**Brief:** Output every entry exactly, without any pictures.
══ Records to use
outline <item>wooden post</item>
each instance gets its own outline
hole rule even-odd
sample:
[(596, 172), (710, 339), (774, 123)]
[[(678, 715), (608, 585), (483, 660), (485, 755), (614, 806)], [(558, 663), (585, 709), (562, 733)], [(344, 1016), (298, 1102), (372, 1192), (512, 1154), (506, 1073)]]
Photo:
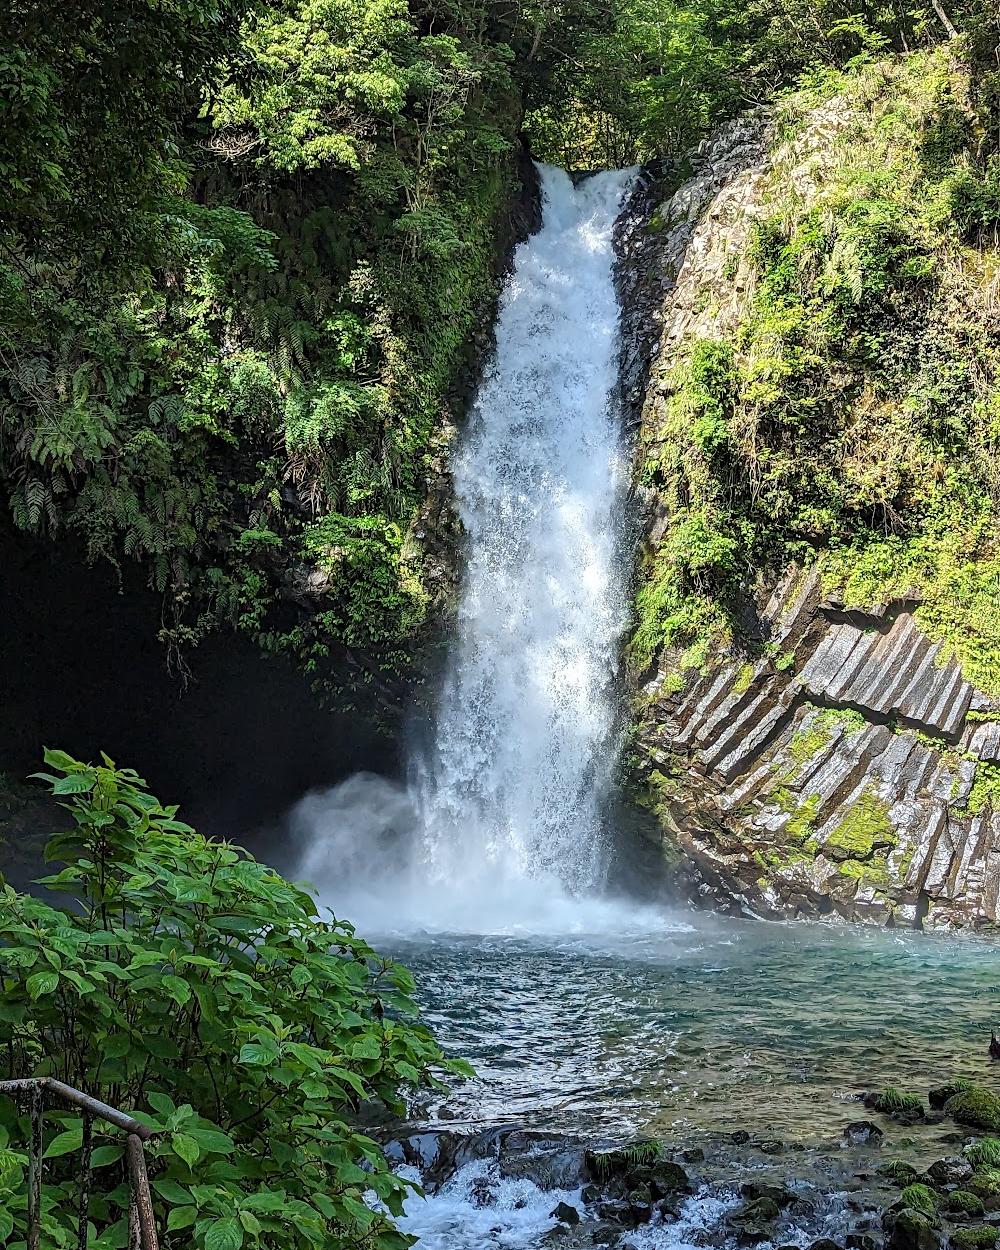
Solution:
[(135, 1205), (142, 1234), (142, 1250), (159, 1250), (156, 1224), (153, 1220), (153, 1195), (149, 1192), (149, 1175), (146, 1172), (146, 1156), (142, 1141), (136, 1133), (129, 1133), (125, 1143), (128, 1170), (132, 1182), (132, 1203)]
[(93, 1148), (94, 1117), (83, 1113), (83, 1149), (80, 1155), (80, 1226), (77, 1250), (87, 1250), (87, 1220), (90, 1216), (90, 1155)]
[(28, 1250), (38, 1250), (42, 1237), (42, 1086), (31, 1090), (31, 1146), (28, 1153)]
════
**Task result:**
outline <item>wooden post</item>
each instance gets its own outline
hole rule even-odd
sample:
[(596, 172), (710, 339), (774, 123)]
[[(678, 715), (608, 585), (483, 660), (485, 755), (614, 806)], [(558, 663), (585, 709), (562, 733)], [(344, 1016), (298, 1102), (372, 1192), (512, 1154), (506, 1073)]]
Photo:
Solution:
[(135, 1205), (142, 1234), (142, 1250), (159, 1250), (156, 1224), (153, 1220), (153, 1195), (149, 1192), (149, 1175), (146, 1172), (146, 1156), (142, 1141), (136, 1133), (129, 1133), (125, 1143), (128, 1170), (132, 1182), (132, 1203)]
[(93, 1148), (94, 1117), (83, 1113), (83, 1149), (80, 1155), (80, 1226), (77, 1250), (87, 1250), (87, 1220), (90, 1216), (90, 1155)]
[(28, 1250), (38, 1250), (42, 1237), (42, 1086), (31, 1090), (31, 1146), (28, 1153)]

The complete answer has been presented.